(Items from a data source)
+===+

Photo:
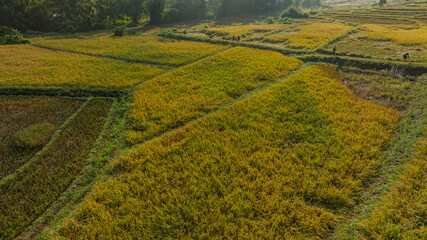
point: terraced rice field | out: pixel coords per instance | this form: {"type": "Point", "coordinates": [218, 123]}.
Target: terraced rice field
{"type": "Point", "coordinates": [151, 49]}
{"type": "Point", "coordinates": [23, 65]}
{"type": "Point", "coordinates": [303, 36]}
{"type": "Point", "coordinates": [26, 125]}
{"type": "Point", "coordinates": [33, 189]}
{"type": "Point", "coordinates": [243, 31]}
{"type": "Point", "coordinates": [387, 42]}
{"type": "Point", "coordinates": [276, 164]}
{"type": "Point", "coordinates": [190, 92]}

+===+

→ **Given instruction**: Please arrange every line of the listing above as a numbered list, skipping any blank lines and leaving the pictures out.

→ **Written solution**:
1. Photo:
2. point: terraced rice field | out: pixel coords per instance | this form: {"type": "Point", "coordinates": [218, 123]}.
3. Target: terraced rice field
4. {"type": "Point", "coordinates": [151, 49]}
5. {"type": "Point", "coordinates": [23, 65]}
6. {"type": "Point", "coordinates": [303, 36]}
7. {"type": "Point", "coordinates": [26, 125]}
8. {"type": "Point", "coordinates": [33, 189]}
9. {"type": "Point", "coordinates": [243, 31]}
10. {"type": "Point", "coordinates": [387, 42]}
11. {"type": "Point", "coordinates": [276, 164]}
12. {"type": "Point", "coordinates": [190, 92]}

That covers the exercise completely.